▶ WORK REQUIRED:
Output the data from the line with "Kindly outline every instance of the shrub" to the line with "M 256 80 L 242" as a two-column CSV with the headers instruction and response. Give one row per text-and-answer pair, with each value in a single quoted field and line breaks replaced by spaces.

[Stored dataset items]
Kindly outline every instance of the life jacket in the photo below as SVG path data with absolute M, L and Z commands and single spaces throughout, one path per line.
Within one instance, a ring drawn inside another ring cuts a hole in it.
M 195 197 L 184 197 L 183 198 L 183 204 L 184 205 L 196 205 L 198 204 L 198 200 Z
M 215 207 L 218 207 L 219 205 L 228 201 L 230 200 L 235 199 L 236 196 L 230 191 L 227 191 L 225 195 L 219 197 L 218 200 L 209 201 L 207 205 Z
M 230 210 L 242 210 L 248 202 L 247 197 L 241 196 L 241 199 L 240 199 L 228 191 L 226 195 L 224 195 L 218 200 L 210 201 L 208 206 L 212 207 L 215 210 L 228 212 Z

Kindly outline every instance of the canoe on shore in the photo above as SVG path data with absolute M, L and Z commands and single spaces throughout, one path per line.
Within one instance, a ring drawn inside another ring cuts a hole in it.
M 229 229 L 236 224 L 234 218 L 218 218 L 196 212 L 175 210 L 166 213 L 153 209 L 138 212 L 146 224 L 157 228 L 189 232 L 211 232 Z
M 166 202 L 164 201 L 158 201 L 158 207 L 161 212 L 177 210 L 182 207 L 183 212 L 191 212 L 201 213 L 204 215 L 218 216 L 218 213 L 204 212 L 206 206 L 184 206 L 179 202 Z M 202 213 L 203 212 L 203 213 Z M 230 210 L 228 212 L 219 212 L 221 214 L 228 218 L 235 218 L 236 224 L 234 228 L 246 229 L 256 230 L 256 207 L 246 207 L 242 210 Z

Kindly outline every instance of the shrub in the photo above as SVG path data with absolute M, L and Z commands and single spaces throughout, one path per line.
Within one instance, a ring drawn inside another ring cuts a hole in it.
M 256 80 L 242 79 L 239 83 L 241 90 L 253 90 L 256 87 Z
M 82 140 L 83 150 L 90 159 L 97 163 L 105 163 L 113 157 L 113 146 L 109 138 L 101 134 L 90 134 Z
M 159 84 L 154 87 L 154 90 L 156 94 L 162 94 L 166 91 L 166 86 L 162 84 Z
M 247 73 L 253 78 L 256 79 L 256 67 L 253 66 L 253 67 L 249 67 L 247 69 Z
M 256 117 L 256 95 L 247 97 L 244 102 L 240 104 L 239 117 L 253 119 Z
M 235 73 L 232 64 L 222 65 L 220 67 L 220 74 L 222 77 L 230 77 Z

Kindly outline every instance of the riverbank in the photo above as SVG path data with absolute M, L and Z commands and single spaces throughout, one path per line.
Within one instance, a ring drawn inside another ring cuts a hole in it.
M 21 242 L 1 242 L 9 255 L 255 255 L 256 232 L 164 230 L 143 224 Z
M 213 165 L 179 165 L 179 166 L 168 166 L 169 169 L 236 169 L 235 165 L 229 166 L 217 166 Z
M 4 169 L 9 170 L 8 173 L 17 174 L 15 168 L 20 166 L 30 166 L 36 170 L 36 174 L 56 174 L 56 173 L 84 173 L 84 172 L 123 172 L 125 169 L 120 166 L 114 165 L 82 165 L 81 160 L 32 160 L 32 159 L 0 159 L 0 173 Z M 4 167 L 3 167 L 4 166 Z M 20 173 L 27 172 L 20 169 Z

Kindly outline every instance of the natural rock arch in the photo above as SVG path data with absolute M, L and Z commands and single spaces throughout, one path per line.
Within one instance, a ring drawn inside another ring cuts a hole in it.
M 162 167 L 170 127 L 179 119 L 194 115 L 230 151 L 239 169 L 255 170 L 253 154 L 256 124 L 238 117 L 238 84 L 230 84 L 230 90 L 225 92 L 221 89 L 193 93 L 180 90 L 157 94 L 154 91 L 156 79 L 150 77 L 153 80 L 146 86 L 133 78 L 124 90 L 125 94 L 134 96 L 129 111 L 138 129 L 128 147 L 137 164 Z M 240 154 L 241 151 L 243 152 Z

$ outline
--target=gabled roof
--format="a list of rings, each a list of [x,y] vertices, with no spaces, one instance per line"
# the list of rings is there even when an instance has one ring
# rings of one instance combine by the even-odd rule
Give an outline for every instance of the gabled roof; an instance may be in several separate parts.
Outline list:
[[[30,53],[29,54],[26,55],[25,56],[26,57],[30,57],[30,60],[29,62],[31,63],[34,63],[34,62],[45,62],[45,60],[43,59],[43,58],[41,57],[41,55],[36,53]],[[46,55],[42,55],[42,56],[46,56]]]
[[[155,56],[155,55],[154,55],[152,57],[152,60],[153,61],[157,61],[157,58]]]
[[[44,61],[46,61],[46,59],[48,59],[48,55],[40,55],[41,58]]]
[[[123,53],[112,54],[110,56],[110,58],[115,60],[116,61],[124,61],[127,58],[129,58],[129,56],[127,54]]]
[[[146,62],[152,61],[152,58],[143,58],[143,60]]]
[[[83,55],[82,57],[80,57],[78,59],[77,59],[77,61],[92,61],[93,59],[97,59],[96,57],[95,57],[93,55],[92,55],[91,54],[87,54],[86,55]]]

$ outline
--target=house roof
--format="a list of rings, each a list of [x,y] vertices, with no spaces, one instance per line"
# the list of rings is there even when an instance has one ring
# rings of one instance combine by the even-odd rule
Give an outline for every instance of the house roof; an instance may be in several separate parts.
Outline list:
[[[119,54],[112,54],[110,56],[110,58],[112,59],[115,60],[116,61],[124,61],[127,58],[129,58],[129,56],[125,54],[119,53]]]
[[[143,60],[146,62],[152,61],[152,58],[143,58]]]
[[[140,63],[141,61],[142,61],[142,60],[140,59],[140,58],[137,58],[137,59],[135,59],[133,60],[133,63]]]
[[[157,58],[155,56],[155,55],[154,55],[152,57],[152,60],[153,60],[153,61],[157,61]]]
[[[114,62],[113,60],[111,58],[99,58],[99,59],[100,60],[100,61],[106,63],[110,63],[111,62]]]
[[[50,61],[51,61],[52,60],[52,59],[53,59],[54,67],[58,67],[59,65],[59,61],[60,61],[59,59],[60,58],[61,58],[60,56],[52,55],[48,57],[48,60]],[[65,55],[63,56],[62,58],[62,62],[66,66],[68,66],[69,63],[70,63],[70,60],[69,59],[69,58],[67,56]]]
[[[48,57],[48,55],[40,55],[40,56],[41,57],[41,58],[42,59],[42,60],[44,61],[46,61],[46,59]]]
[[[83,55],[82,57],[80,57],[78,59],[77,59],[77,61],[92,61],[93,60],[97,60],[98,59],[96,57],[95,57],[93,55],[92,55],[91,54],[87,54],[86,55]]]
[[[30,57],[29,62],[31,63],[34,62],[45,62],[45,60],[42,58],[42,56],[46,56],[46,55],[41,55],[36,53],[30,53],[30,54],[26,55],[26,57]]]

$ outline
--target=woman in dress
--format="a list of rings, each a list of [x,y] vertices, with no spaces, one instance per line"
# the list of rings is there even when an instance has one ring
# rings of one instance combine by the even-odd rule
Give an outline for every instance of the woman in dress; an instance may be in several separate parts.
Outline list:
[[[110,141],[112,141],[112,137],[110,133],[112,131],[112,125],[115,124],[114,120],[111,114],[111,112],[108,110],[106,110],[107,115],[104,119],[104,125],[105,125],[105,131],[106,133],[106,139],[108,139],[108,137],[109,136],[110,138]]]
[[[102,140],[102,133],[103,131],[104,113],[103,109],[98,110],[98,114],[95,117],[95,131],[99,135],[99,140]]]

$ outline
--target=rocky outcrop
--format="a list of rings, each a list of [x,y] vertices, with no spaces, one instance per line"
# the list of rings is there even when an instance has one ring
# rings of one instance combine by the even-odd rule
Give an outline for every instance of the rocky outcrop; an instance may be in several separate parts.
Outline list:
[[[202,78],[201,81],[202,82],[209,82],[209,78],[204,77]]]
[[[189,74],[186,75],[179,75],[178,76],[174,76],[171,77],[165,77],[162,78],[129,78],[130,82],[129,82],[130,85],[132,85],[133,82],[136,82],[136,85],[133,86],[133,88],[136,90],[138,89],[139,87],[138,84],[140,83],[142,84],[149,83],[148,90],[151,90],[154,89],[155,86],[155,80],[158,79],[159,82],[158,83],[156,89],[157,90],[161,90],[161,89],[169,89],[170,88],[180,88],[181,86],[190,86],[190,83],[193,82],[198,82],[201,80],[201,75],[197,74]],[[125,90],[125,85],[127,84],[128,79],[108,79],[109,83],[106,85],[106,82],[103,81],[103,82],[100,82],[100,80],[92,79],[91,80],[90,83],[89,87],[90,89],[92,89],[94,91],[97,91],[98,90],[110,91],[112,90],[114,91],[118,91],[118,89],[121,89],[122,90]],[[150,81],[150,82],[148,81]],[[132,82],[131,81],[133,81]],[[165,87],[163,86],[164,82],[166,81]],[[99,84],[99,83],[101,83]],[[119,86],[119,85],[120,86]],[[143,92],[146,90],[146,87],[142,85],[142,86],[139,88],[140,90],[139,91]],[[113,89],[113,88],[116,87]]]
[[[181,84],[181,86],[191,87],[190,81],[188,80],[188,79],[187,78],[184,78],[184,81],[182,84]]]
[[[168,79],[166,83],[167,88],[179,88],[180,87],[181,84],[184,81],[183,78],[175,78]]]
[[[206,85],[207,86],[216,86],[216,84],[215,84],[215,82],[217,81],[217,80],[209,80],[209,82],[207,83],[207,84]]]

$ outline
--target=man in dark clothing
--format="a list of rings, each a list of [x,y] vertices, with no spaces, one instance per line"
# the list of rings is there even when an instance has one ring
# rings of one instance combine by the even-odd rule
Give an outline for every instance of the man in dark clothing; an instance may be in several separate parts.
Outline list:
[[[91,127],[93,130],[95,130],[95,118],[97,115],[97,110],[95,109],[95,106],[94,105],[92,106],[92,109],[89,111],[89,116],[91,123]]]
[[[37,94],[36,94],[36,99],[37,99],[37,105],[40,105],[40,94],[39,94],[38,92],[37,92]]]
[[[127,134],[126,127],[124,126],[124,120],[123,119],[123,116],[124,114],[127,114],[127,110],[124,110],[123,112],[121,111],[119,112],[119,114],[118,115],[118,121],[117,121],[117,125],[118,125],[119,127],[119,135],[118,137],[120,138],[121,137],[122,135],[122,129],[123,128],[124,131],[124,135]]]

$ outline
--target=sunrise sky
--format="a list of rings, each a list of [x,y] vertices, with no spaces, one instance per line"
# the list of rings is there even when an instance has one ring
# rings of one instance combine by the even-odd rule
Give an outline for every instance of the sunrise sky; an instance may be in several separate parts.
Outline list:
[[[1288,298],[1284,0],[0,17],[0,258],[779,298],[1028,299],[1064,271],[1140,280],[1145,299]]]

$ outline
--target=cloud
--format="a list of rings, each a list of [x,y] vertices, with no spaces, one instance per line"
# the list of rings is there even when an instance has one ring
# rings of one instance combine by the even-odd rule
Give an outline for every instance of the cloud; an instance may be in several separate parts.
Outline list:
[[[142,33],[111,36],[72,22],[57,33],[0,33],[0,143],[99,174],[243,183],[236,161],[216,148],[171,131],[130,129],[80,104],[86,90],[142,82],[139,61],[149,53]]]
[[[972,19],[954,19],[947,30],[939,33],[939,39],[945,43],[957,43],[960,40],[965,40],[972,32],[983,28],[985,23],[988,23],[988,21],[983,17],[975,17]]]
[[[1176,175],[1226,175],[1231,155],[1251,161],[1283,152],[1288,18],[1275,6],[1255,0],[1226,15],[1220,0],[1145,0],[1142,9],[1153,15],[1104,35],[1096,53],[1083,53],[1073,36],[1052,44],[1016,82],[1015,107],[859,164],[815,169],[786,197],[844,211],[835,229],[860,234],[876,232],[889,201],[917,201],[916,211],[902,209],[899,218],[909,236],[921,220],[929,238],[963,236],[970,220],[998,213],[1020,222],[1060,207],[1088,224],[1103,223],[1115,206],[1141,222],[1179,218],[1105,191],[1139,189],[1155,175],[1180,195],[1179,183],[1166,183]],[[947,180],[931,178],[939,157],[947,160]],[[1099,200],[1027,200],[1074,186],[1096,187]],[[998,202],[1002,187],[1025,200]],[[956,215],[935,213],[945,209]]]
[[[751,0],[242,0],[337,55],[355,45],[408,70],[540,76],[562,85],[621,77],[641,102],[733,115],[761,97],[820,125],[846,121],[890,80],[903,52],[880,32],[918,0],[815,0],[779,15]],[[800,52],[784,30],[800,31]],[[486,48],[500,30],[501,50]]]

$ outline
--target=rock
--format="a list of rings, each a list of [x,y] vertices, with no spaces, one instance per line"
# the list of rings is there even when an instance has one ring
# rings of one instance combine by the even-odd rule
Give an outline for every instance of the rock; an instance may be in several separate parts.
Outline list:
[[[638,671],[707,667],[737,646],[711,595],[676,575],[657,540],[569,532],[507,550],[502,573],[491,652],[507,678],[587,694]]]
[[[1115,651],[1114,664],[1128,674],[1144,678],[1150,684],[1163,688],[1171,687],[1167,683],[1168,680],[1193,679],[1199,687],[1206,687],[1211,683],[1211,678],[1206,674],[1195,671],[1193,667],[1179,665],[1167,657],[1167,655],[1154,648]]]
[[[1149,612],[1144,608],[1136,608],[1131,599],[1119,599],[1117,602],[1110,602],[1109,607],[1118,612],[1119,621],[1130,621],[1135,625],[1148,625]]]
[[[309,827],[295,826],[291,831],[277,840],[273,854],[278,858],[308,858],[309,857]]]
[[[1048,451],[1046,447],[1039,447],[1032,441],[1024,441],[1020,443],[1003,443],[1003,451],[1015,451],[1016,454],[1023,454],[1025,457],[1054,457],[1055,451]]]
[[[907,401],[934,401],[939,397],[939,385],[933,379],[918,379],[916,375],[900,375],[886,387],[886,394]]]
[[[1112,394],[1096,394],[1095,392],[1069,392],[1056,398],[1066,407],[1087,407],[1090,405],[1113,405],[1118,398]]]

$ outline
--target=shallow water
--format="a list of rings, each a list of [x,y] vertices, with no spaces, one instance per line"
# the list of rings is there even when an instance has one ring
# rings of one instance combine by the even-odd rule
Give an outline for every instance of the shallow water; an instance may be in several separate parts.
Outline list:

▶ RESULT OF THIS TASK:
instruction,response
"Kindly outline every instance of the shrub in the photo above as SVG path data with absolute M, L and Z commands and single spaces throughout, one path per line. Within one instance, a ring drawn inside another ring cuts a hole in it.","M 256 80 L 242 79 L 239 83 L 241 90 L 253 90 L 256 87 Z"